Copy out, from the entries below, each line that holds the string "door".

■ ■ ■ ■

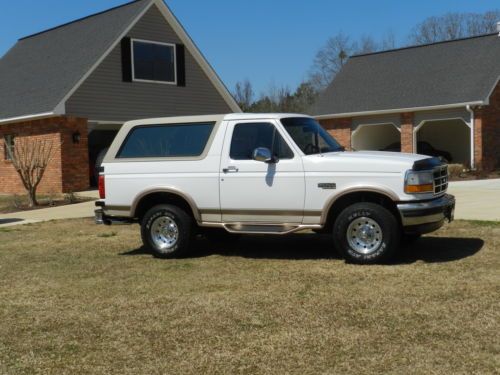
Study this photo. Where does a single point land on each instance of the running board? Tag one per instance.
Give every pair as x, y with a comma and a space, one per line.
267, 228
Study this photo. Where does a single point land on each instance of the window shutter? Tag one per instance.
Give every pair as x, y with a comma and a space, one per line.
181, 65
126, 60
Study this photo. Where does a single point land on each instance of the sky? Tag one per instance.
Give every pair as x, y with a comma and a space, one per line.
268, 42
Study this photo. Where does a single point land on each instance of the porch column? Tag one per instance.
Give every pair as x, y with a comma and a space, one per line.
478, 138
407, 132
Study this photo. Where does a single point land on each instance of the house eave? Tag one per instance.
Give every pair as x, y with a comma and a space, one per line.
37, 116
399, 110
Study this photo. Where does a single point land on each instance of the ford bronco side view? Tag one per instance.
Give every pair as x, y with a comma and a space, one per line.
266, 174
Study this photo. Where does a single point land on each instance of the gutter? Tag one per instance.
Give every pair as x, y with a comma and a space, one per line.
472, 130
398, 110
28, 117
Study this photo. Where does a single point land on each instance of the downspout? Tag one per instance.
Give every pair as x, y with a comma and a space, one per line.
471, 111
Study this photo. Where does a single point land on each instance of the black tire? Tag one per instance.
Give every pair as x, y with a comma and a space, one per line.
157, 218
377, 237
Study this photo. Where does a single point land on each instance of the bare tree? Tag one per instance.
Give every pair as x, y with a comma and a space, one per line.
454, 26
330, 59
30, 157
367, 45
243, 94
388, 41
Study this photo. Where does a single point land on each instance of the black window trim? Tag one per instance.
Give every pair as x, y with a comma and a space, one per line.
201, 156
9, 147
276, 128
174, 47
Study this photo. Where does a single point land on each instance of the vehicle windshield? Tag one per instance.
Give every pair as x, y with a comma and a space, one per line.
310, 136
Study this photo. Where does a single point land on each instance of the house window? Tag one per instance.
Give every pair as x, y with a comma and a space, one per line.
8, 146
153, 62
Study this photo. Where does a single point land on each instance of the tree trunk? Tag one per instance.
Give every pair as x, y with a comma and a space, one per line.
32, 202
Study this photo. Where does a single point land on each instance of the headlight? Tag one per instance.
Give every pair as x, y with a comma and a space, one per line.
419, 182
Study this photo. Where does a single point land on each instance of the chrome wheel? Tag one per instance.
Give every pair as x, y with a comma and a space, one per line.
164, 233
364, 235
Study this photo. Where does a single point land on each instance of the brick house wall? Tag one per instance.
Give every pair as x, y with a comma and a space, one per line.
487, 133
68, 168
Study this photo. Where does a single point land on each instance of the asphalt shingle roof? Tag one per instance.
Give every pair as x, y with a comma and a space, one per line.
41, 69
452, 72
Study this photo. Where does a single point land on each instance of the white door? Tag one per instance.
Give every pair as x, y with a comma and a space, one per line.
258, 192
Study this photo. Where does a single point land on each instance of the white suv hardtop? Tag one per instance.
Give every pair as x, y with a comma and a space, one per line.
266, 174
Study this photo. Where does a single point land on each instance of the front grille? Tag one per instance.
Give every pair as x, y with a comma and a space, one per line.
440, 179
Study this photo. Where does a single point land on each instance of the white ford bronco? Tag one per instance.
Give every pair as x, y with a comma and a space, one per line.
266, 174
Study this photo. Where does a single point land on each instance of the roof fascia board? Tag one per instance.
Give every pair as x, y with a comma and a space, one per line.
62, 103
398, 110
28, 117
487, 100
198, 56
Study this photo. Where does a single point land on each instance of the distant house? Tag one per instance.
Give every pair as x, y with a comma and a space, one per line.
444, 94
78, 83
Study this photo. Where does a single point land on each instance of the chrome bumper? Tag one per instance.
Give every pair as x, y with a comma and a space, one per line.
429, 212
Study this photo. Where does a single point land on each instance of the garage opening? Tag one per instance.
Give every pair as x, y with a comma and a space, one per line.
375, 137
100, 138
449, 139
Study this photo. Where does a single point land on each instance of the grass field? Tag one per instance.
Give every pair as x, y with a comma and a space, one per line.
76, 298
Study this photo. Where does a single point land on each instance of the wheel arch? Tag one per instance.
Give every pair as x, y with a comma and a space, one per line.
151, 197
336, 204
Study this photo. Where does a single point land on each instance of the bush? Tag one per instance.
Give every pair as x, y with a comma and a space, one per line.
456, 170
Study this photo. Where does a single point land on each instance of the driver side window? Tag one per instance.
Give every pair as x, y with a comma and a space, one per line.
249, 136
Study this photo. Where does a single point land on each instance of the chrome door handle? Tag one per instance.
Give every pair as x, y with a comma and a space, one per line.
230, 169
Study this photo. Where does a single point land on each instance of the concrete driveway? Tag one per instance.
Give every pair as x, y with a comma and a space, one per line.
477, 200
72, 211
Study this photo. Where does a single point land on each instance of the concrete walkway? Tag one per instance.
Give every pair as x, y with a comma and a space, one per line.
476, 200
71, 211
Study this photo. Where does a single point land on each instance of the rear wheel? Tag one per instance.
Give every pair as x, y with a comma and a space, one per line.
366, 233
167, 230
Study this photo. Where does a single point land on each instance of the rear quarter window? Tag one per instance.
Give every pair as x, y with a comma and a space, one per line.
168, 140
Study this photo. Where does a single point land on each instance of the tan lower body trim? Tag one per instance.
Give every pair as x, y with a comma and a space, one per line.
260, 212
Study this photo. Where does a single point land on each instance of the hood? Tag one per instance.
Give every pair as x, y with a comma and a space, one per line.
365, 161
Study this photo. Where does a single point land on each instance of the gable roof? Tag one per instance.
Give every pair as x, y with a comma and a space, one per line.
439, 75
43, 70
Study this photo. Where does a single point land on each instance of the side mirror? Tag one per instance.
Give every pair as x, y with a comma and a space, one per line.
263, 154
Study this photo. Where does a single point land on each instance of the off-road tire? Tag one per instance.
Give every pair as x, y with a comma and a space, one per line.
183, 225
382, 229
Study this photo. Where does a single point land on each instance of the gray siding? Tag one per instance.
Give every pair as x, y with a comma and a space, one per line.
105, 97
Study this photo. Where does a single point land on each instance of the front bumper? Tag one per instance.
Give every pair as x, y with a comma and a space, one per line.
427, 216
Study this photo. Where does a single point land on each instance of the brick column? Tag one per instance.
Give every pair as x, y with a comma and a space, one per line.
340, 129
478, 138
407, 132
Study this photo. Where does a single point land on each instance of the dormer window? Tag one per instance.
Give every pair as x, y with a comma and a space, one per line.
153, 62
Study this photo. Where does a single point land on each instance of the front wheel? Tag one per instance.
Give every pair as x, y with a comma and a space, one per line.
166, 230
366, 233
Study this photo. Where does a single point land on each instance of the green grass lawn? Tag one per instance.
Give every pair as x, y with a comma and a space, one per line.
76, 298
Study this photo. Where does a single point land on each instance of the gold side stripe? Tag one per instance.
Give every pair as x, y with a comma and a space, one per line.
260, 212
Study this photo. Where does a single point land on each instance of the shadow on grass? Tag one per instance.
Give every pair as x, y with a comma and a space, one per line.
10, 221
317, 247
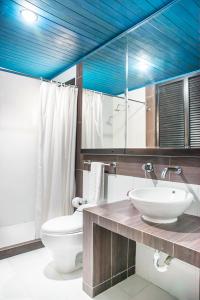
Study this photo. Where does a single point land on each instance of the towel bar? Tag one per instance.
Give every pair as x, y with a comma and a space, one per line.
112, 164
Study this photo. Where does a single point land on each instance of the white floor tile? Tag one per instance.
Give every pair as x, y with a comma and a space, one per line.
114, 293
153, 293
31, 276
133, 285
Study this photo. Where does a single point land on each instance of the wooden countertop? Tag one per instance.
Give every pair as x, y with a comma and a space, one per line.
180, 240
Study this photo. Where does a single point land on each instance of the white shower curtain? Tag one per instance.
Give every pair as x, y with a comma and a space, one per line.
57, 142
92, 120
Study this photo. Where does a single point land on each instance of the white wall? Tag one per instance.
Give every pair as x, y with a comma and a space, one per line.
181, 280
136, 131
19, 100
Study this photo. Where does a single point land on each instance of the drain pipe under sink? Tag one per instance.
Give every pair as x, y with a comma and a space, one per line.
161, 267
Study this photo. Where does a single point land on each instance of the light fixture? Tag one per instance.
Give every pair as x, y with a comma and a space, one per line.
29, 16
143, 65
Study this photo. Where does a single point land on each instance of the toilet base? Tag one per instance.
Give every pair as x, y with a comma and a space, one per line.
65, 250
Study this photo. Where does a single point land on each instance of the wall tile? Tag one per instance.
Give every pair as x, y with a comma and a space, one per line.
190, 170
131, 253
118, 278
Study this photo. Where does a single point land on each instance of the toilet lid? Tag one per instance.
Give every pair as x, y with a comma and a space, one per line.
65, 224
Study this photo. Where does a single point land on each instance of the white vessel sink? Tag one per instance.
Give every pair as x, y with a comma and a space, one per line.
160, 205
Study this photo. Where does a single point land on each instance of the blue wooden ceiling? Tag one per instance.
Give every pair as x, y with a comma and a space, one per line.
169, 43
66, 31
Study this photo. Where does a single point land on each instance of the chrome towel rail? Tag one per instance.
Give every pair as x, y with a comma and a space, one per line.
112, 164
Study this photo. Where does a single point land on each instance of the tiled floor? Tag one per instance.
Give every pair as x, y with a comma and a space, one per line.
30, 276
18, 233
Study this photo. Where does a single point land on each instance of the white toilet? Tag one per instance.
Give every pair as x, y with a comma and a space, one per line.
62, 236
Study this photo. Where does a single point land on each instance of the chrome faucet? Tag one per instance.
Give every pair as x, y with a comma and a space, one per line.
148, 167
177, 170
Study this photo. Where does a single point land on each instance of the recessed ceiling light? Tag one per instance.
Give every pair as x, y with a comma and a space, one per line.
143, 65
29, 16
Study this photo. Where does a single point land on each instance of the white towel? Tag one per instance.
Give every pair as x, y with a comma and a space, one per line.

■ ■ ■ ■

:: Output of the exercise ::
Study this photo. Where does a single point land on each instance of the white door? Tag one per instance.
Study this photo. Where does a single point land on each instance of the chrome door handle? Tag one per instance.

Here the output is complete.